→ Text extract:
+ + + + + + +

An Evaluation Plan defines exactly what algorithm is used for each operation, and how the execution of the operations is coordinated. For example we can parse the query into such a query tree:

Cost difference between evaluation plans for a query can be enormous (e.g. seconds vs. days in some cases)

Cost-based query optimization includes the following steps:

Generate logically equivalent expressions using equivalence rules.
Annotate resultant expressions to get alternative query plans.
Choose the cheapest plan based on estimated cost.

Estimation of plan cost based on:

Statistical information about relations. Examples: number of tuples, number of distinct values for an attribute.
Statistics estimation for intermediate results to compute cost of complex expressions.
Cost formulae for algorithms, computed using statistics.

Some Equivalence Rules:

Conjunctive selection operations can be deconstructed into a sequence of individual selections.

\sigma_{\theta_1 \wedge \theta_2}(R) = \sigma_{\theta_1}(\sigma_{\theta_2}(R))

Selection operations are commutative.

\sigma_{\theta_1 \wedge \theta_2}(R) = \sigma_{\theta_2 \wedge \theta_1}(R)

Only the last in a sequence of projection operations is needed, the others can be omitted.

\pi_{A_1}(\pi_{A_2}(R)) = \pi_{A_1}(R)

Selections can be combined with Cartesian products and theta joins.

\begin{aligned} \sigma_{\theta_1}(R \times S) &= R\Join_{\theta_1}S \\ \sigma_{\theta_1}(R \Join_{\theta_2} S) &= R \Join_{\theta_2 \wedge \theta_1} S \end{aligned}

Theta-join operations (and natural joins) are commutative.

+ + + + + + +

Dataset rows
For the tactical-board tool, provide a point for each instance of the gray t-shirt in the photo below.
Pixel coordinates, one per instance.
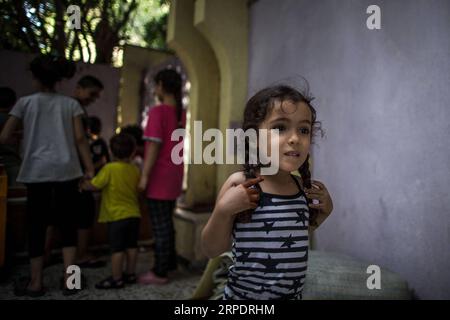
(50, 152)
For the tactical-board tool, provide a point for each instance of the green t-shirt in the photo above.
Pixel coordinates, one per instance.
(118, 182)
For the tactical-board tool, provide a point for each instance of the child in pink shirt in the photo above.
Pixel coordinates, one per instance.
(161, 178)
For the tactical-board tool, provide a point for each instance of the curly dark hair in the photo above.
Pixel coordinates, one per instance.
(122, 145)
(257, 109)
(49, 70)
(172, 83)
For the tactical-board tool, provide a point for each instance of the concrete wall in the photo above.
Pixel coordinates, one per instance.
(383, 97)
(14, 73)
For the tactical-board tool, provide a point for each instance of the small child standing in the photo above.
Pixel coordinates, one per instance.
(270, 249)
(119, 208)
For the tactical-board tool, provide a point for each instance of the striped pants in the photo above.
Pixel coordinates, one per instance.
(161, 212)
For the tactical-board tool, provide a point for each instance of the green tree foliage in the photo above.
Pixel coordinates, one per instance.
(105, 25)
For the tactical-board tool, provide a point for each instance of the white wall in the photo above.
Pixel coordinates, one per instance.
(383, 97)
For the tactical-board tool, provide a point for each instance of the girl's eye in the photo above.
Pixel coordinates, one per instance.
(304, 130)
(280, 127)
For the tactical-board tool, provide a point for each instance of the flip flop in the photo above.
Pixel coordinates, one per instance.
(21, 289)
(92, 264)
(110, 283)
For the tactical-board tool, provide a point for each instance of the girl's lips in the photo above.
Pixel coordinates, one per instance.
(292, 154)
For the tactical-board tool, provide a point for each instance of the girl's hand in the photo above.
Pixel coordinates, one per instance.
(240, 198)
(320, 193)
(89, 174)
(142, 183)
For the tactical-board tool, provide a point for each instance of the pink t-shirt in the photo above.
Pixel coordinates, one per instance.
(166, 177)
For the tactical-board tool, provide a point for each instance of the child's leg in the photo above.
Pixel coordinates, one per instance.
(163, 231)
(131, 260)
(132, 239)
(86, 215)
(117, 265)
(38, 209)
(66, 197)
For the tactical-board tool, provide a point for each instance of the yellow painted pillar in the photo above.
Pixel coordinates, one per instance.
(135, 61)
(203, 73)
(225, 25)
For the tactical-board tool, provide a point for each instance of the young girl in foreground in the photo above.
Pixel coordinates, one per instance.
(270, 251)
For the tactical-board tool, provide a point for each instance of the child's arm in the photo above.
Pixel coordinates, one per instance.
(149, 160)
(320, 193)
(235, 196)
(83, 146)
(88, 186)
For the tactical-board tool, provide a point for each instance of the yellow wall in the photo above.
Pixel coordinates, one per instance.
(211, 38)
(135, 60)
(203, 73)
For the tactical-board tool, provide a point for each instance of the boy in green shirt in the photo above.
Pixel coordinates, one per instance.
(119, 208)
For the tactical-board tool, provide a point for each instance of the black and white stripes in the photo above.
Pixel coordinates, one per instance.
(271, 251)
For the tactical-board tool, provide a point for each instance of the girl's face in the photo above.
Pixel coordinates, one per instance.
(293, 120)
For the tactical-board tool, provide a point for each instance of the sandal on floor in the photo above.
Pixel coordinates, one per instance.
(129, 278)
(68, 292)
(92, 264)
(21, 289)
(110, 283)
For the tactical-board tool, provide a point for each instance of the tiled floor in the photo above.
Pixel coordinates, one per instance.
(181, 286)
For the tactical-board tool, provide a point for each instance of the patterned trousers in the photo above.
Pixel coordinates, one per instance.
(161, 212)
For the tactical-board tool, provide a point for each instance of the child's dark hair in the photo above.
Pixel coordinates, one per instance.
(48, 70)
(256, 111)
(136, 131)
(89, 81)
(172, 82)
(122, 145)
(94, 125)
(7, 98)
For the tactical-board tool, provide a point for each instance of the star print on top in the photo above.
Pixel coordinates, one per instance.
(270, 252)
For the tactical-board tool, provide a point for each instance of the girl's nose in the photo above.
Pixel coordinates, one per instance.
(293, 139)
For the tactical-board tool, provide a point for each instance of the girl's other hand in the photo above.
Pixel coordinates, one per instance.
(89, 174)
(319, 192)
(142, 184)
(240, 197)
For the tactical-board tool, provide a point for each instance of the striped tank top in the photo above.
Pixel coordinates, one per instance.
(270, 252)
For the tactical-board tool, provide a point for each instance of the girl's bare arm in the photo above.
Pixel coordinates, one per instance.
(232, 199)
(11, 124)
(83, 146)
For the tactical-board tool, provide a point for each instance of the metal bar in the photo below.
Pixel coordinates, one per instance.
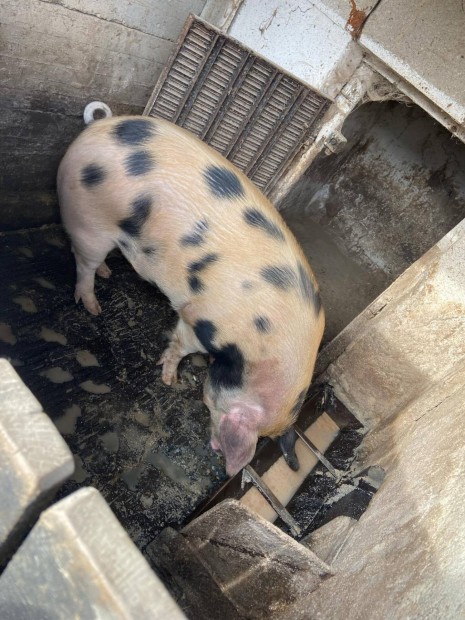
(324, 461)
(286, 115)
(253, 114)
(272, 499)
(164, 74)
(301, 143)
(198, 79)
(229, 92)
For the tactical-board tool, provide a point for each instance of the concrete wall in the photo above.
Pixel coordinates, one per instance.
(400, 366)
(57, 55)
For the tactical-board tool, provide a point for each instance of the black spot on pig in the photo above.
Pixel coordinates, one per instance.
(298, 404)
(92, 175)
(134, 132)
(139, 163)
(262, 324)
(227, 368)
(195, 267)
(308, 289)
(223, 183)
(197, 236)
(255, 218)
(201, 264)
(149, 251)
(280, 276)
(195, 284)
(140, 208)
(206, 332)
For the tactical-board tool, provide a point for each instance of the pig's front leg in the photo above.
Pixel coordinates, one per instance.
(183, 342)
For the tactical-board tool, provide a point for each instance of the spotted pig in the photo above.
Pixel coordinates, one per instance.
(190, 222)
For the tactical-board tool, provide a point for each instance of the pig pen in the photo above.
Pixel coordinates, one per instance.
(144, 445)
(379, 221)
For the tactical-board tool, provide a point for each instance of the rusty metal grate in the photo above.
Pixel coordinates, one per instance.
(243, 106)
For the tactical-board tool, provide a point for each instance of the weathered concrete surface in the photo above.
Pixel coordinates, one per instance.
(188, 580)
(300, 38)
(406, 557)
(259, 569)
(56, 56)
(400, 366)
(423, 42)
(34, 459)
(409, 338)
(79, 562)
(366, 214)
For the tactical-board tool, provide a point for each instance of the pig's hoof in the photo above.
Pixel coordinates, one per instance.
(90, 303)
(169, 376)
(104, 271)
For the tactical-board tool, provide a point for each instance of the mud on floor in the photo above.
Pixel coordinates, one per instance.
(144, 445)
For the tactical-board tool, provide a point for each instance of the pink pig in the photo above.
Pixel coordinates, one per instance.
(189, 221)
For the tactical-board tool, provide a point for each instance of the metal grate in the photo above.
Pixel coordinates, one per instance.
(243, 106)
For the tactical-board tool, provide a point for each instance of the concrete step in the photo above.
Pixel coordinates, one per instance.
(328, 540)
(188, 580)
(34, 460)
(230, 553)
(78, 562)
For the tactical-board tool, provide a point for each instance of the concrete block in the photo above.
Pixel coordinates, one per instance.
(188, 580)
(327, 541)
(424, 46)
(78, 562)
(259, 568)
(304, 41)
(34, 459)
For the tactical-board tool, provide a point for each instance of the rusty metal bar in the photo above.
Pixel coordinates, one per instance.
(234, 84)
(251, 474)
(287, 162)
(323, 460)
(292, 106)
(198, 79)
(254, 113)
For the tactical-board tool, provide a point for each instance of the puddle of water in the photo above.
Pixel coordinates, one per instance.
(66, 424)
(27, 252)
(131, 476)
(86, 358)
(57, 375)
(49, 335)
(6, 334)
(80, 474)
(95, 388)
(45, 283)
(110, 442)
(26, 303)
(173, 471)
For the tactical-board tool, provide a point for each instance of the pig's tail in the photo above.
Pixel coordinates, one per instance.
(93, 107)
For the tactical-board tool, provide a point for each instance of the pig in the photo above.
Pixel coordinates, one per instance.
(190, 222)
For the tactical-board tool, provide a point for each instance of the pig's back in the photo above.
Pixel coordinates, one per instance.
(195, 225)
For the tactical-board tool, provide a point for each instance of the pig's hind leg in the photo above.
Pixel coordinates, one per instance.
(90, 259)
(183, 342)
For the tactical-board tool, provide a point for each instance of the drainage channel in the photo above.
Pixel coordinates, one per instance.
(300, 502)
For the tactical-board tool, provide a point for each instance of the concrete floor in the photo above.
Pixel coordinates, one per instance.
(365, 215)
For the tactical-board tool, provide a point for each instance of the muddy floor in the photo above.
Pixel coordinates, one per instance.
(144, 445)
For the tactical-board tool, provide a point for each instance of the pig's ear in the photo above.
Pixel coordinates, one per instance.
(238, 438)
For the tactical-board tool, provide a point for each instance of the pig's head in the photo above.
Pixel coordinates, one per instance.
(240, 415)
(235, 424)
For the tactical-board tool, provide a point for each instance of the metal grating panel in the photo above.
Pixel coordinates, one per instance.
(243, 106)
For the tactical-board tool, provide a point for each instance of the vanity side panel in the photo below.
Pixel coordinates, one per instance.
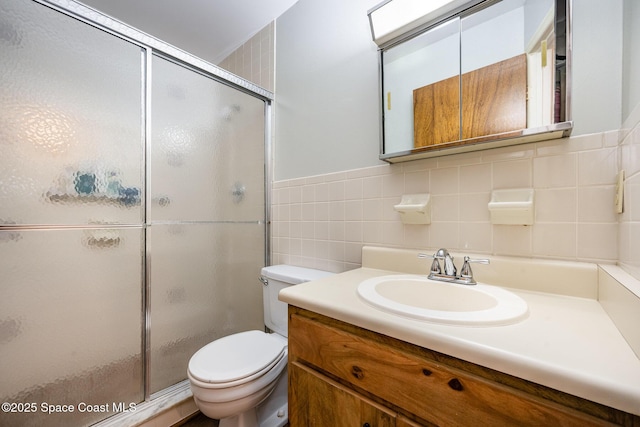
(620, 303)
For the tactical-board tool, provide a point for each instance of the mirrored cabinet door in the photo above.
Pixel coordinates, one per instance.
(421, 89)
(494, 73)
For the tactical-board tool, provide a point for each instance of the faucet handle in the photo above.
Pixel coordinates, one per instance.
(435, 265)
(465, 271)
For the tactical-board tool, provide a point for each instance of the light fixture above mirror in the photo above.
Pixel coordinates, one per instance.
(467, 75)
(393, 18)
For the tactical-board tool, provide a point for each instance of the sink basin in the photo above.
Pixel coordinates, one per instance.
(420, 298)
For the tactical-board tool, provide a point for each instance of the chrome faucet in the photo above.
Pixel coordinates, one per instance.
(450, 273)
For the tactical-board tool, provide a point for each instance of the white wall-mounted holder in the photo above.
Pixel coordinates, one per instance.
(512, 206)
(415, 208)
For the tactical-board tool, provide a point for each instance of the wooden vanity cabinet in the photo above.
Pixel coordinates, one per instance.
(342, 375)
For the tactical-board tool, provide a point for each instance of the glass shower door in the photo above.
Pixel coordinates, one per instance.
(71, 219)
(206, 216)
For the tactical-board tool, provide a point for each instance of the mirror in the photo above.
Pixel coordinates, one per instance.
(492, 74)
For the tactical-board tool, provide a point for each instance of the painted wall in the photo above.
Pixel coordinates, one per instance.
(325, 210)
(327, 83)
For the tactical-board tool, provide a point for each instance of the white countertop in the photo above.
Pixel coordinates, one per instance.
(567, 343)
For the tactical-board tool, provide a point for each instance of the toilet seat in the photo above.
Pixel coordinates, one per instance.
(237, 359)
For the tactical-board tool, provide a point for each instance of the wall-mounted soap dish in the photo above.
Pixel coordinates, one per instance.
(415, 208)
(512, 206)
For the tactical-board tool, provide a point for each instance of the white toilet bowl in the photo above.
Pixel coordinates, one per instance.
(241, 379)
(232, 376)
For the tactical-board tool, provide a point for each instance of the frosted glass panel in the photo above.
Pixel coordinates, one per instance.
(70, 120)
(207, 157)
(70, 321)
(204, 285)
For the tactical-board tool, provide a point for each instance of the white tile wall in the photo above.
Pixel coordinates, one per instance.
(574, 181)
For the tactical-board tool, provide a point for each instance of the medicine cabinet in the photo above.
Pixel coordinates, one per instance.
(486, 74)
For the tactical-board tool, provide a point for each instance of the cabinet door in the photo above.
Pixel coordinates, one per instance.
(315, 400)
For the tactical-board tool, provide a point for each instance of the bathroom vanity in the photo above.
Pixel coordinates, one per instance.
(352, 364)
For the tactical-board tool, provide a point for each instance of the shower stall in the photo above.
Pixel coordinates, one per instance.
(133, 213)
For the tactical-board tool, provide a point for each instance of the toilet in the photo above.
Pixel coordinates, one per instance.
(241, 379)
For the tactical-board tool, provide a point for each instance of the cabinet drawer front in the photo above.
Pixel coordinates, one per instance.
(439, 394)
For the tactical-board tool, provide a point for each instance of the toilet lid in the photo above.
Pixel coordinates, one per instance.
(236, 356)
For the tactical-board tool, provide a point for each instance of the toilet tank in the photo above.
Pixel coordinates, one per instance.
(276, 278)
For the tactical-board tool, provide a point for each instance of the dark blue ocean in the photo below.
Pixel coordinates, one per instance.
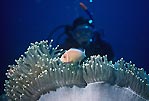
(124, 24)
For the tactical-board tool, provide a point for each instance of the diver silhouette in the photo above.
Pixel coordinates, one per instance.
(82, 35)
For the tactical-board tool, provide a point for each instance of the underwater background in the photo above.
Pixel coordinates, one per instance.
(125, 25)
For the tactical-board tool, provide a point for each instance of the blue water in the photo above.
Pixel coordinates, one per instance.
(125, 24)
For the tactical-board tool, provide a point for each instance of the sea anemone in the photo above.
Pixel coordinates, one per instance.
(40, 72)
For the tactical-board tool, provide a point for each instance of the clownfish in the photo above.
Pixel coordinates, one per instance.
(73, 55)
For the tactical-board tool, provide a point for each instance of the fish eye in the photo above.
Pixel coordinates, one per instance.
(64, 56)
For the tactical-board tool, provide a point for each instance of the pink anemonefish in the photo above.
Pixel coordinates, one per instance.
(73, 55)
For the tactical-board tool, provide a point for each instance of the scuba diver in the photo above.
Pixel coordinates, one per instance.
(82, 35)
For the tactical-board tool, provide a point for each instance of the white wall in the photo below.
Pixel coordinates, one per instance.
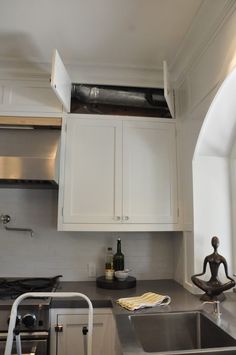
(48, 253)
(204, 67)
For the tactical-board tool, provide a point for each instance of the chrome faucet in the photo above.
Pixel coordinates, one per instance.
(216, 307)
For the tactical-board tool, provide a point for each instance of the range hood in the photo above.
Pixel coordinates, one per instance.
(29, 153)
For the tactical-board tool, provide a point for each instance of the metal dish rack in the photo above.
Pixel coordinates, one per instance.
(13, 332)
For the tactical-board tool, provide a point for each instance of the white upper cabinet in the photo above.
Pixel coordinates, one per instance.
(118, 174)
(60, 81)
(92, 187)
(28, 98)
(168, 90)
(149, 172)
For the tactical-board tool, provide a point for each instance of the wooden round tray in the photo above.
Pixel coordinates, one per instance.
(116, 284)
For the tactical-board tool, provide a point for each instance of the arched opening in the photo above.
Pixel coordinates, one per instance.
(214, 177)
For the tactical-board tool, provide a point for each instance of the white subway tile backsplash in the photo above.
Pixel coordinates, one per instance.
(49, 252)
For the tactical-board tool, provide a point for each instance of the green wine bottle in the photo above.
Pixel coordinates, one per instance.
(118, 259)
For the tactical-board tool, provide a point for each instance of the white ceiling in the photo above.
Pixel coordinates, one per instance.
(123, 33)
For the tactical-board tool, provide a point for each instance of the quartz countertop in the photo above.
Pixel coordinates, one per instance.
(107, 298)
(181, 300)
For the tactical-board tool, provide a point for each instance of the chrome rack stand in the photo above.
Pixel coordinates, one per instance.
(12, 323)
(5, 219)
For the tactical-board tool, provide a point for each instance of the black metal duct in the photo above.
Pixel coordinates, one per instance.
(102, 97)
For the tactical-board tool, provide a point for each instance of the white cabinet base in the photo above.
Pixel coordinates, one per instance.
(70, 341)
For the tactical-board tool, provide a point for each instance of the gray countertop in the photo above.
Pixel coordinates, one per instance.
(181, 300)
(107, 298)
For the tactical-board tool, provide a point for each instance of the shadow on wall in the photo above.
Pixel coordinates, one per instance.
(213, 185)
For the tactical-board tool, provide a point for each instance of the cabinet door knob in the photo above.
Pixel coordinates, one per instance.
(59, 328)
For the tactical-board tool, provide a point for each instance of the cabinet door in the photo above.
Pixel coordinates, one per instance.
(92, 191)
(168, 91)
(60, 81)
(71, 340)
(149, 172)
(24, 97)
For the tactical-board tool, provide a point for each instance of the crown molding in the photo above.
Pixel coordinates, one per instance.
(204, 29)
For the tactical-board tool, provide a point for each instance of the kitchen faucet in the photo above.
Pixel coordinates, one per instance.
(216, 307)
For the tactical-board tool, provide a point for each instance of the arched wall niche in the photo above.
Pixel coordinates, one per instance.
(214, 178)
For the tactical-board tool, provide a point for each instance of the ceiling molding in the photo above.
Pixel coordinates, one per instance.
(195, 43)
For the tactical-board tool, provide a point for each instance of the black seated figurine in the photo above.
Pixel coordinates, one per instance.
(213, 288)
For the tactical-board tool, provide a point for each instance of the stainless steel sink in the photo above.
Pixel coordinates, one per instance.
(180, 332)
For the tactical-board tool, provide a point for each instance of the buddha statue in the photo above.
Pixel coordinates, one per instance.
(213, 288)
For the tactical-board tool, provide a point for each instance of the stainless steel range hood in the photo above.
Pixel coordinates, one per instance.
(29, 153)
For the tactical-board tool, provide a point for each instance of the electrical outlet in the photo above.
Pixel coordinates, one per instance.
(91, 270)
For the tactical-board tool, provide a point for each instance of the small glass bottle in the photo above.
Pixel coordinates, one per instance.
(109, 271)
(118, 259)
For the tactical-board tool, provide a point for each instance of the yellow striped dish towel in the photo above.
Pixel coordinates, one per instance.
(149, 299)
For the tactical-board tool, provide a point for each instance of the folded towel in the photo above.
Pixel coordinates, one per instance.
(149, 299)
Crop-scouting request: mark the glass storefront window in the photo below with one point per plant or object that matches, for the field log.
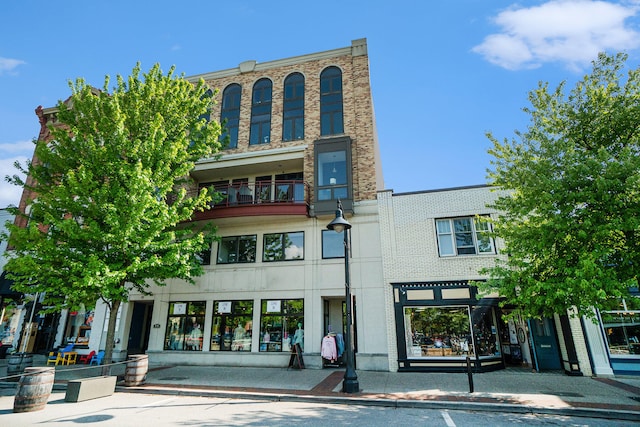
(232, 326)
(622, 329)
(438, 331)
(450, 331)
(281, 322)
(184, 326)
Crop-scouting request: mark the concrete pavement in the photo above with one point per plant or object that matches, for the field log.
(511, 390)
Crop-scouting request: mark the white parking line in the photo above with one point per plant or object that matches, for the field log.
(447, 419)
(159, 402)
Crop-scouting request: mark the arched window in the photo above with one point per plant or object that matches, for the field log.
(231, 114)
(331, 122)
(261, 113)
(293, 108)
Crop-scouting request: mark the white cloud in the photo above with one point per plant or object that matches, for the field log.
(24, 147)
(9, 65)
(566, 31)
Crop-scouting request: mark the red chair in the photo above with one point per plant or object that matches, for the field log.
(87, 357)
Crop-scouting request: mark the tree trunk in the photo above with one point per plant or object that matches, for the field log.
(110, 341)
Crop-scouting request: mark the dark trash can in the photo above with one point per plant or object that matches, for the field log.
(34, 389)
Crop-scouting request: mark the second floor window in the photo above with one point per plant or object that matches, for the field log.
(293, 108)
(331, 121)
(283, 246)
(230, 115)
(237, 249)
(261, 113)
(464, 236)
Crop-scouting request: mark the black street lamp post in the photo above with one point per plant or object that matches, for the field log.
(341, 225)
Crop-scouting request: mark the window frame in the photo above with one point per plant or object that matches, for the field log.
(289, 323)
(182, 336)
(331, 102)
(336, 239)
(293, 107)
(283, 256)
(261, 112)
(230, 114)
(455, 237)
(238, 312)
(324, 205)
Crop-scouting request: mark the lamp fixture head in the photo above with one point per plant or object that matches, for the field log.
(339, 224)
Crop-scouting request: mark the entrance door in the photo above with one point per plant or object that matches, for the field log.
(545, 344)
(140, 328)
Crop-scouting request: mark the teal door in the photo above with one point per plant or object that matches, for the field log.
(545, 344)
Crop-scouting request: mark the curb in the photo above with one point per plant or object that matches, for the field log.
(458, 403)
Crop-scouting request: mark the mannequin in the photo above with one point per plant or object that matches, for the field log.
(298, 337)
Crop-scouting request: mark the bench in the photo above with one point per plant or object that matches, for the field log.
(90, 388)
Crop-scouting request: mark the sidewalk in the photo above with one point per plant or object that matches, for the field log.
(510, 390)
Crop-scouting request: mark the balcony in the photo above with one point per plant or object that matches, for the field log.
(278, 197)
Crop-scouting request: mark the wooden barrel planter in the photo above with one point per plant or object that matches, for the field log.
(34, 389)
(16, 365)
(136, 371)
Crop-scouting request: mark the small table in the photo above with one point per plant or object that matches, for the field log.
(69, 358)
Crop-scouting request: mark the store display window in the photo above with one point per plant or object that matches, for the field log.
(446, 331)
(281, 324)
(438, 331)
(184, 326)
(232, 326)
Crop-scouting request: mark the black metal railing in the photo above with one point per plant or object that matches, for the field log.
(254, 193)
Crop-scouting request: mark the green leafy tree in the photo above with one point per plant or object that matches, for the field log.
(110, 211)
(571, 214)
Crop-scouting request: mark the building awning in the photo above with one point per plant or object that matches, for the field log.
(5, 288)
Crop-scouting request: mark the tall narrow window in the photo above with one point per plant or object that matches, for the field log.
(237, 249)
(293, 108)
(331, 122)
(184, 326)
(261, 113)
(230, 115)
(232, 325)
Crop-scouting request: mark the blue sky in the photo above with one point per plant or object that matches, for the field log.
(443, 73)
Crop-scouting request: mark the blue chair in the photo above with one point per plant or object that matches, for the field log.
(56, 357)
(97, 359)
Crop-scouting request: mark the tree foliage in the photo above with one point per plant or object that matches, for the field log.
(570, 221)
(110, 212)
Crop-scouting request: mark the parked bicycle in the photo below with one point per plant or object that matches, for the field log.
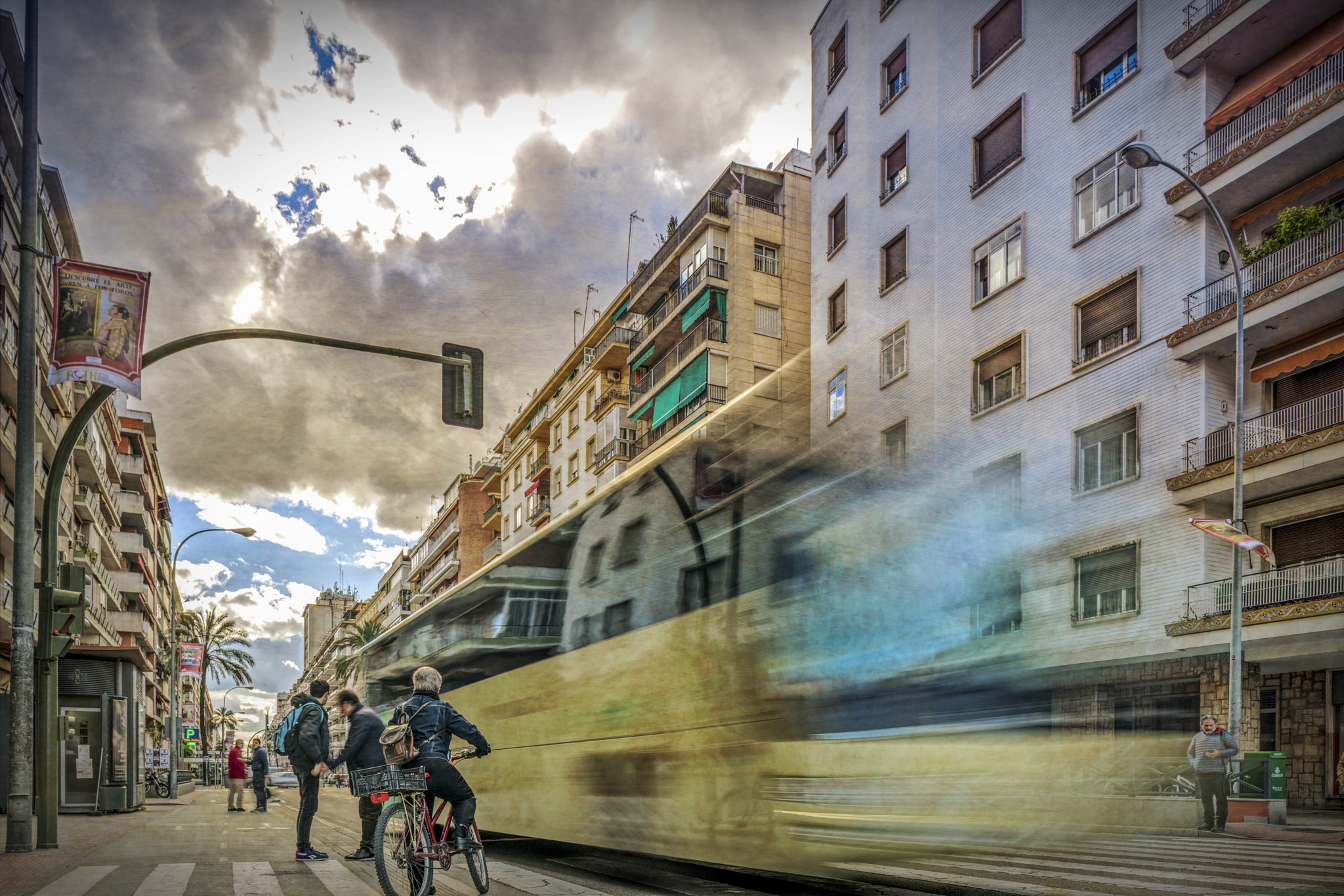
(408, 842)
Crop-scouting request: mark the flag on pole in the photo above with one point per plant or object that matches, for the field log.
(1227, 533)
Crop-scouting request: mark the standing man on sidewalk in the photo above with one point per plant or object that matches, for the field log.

+ + + + + + +

→ Prompt 1: State how many lines of the entries contain the string "towel". Reply with the number only.
→ Prompt 2: Go on with the query optimization text, starting after its last sentence.

→ Written answer 1: 2

→ Written answer 2:
R \Join_{\theta} S = S \Join_{\theta} R

Natural join operations are associative:

R \Join S \Join T = R \Join (S \Join T)

Theta-join operations are equivalent in the following manner:

(R \Join_{\theta_1} S) \Join_{\theta_2} T = R \Join_{\theta_1 \wedge \theta_2} (S \Join T)

The selection operation distributes over the theta join operation under the following two conditions:
- When all the attributes in $\theta_0$ involve only the attributes of R being joined.
$$\sigma_{\theta_0}(R \Join_{\theta} S) = \sigma_{\theta_0}(R) \Join_{\theta} S $$
- When $$θ_1$$ involves only the attributes of R and $$θ_2$$ involves only the attributes of S.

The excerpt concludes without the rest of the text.